Referring expression data
--------------------------------
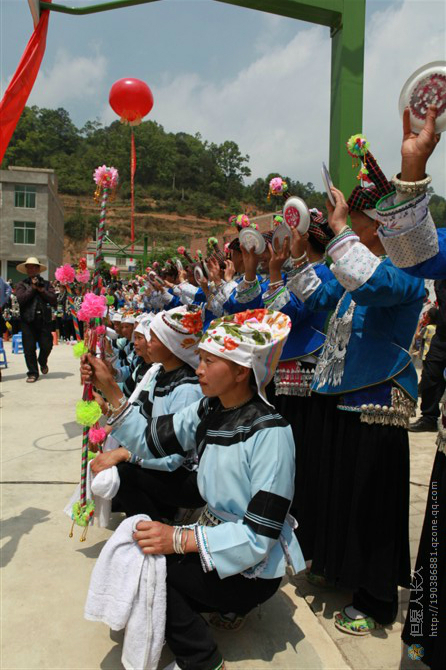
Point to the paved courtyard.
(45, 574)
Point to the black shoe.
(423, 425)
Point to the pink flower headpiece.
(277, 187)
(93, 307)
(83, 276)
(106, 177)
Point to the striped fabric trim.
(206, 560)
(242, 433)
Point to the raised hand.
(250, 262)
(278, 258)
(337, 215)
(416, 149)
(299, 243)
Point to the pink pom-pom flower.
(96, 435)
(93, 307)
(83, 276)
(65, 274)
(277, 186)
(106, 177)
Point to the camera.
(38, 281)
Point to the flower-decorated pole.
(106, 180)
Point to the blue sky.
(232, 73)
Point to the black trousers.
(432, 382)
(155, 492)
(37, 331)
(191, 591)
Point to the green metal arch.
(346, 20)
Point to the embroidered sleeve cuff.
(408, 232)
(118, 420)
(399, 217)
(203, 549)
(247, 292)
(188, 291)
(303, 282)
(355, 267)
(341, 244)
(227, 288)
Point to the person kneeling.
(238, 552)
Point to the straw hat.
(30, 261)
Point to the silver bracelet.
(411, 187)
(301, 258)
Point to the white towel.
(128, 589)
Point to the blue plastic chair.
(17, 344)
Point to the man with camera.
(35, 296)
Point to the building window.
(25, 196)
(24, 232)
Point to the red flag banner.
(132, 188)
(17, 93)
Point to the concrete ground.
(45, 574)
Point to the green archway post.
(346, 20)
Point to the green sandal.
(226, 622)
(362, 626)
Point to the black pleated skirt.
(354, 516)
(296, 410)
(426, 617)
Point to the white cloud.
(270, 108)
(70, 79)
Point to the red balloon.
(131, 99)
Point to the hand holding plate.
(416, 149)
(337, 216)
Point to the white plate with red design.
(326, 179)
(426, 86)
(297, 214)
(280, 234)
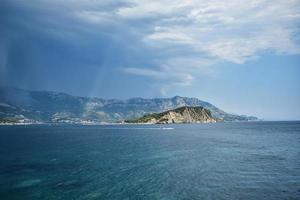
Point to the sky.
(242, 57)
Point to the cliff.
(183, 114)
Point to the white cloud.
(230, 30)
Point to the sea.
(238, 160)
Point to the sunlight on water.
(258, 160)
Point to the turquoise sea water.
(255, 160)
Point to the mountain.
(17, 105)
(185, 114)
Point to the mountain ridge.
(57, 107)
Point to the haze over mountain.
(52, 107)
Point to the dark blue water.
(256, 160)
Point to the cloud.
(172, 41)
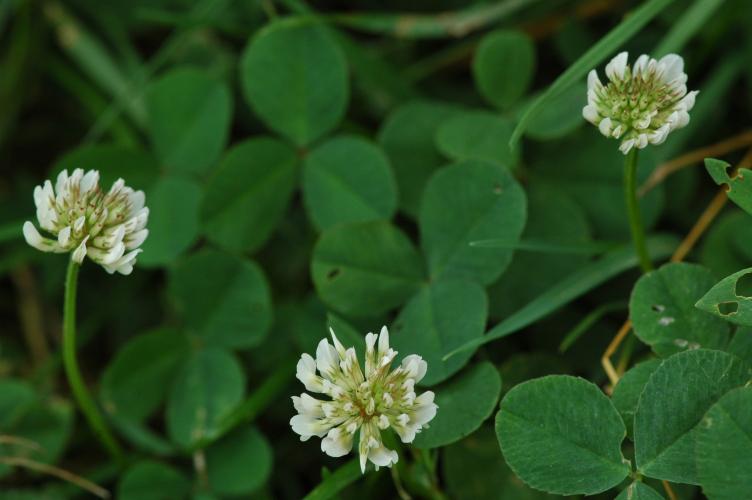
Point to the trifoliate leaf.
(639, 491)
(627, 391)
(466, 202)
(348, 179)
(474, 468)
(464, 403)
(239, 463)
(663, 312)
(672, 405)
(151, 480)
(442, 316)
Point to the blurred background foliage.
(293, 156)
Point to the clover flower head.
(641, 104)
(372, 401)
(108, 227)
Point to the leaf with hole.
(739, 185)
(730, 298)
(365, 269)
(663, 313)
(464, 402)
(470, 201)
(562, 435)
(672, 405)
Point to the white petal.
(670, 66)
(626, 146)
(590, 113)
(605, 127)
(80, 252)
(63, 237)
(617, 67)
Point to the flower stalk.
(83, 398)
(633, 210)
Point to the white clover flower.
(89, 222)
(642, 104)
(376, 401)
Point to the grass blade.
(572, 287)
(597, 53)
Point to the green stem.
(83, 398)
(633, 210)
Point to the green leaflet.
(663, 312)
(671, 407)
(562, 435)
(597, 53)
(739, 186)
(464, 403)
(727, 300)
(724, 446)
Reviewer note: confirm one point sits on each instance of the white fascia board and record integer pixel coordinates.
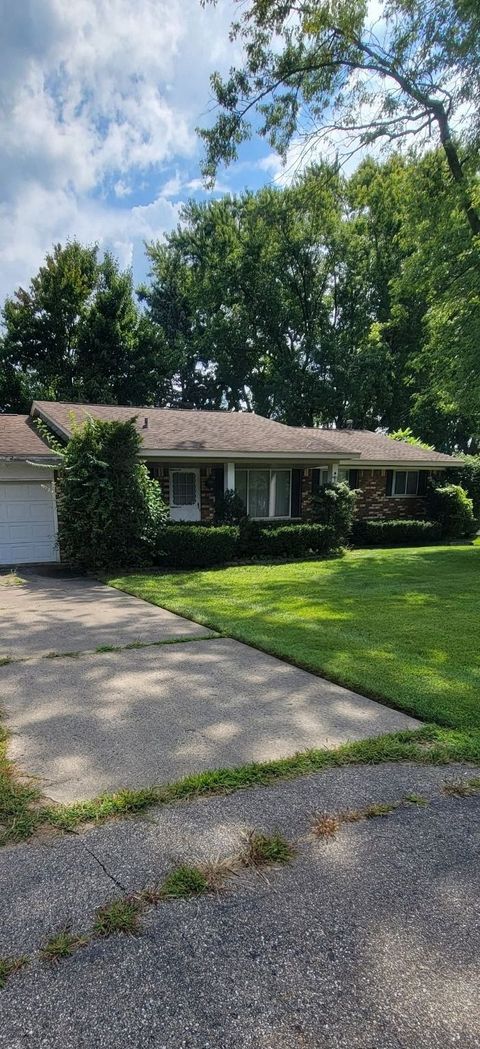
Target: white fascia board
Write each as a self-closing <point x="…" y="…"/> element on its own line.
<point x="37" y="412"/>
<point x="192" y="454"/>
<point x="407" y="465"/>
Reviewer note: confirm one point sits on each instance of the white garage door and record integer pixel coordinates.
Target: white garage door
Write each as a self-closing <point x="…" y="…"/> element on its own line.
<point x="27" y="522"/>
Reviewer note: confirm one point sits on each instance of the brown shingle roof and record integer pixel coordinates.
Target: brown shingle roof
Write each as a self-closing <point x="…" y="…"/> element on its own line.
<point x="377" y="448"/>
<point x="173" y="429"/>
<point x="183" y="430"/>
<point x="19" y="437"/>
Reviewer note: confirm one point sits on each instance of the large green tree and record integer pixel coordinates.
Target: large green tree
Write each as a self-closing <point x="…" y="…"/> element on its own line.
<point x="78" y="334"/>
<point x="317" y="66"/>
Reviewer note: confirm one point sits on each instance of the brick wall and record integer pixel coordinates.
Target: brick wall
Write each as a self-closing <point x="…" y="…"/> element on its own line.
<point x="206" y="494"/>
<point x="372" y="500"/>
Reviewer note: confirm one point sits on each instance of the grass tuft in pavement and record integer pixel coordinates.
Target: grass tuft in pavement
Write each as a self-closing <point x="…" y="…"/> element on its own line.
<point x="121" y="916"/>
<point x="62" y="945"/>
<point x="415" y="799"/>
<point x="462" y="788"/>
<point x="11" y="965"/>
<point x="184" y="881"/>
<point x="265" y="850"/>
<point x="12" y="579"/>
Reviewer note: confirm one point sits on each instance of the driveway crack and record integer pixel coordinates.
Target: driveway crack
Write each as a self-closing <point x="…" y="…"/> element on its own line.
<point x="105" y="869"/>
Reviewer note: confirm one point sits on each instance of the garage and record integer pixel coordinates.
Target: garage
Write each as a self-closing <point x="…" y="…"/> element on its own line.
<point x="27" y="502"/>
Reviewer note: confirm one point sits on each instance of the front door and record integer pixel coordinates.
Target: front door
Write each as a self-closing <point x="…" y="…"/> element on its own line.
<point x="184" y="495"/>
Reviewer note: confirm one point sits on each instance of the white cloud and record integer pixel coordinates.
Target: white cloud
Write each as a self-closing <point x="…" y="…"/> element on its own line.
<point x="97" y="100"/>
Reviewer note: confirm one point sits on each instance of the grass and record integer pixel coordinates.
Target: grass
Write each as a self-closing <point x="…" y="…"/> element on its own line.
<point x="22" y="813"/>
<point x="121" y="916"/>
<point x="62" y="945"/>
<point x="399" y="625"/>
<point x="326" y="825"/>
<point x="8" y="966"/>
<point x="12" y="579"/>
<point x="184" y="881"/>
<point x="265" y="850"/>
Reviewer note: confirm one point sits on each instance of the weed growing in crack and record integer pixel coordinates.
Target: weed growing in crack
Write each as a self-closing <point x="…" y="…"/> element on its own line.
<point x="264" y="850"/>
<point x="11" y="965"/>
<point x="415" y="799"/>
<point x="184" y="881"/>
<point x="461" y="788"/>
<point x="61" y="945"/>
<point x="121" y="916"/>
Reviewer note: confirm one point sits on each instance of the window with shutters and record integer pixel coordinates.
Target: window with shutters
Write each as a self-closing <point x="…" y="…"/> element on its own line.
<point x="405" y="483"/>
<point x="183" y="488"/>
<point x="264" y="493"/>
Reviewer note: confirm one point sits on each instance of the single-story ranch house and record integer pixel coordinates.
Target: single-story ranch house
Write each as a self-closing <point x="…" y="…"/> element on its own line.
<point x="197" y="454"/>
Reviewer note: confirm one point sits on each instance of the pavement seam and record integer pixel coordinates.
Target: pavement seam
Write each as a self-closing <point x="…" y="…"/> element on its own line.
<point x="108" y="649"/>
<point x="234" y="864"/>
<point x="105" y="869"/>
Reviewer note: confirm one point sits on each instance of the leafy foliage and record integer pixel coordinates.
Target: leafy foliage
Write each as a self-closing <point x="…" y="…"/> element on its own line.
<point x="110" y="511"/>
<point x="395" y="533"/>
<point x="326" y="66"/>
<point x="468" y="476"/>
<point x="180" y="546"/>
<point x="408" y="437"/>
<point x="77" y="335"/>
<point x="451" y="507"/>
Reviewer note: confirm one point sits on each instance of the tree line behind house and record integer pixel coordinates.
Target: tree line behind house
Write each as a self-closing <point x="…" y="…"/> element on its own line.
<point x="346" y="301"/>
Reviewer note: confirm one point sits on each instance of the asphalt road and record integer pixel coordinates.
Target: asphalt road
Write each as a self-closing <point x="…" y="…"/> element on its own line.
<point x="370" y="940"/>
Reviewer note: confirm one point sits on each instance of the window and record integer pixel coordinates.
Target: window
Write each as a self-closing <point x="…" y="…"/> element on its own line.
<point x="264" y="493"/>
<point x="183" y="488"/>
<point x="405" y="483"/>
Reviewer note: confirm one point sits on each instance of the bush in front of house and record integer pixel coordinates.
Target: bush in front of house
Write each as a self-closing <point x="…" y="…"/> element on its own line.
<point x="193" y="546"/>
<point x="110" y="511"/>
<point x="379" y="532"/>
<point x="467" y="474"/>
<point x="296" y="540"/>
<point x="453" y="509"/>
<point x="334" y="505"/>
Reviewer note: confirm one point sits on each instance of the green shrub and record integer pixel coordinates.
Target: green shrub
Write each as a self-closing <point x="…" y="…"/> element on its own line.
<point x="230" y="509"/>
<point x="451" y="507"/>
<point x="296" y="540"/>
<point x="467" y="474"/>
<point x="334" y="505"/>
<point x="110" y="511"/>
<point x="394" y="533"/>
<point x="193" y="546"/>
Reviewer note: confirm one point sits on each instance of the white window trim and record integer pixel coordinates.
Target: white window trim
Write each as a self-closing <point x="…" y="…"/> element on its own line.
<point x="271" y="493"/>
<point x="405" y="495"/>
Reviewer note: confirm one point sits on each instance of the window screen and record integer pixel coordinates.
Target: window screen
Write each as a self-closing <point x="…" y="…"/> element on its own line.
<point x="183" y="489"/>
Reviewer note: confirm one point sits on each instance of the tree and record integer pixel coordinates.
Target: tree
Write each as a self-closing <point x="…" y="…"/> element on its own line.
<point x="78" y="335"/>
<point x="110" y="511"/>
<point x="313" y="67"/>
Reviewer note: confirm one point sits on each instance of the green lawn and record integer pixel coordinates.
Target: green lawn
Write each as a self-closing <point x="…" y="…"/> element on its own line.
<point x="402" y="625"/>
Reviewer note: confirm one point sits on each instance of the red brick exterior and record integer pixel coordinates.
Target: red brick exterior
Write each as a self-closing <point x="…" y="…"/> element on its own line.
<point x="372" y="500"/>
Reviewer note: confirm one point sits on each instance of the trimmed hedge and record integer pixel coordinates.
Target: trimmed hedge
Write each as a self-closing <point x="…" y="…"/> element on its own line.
--------------------------------
• [Exercise]: In the data above, tally the lines that contain the string "driveway" and give that figure alone.

• [Reply to the task]: 2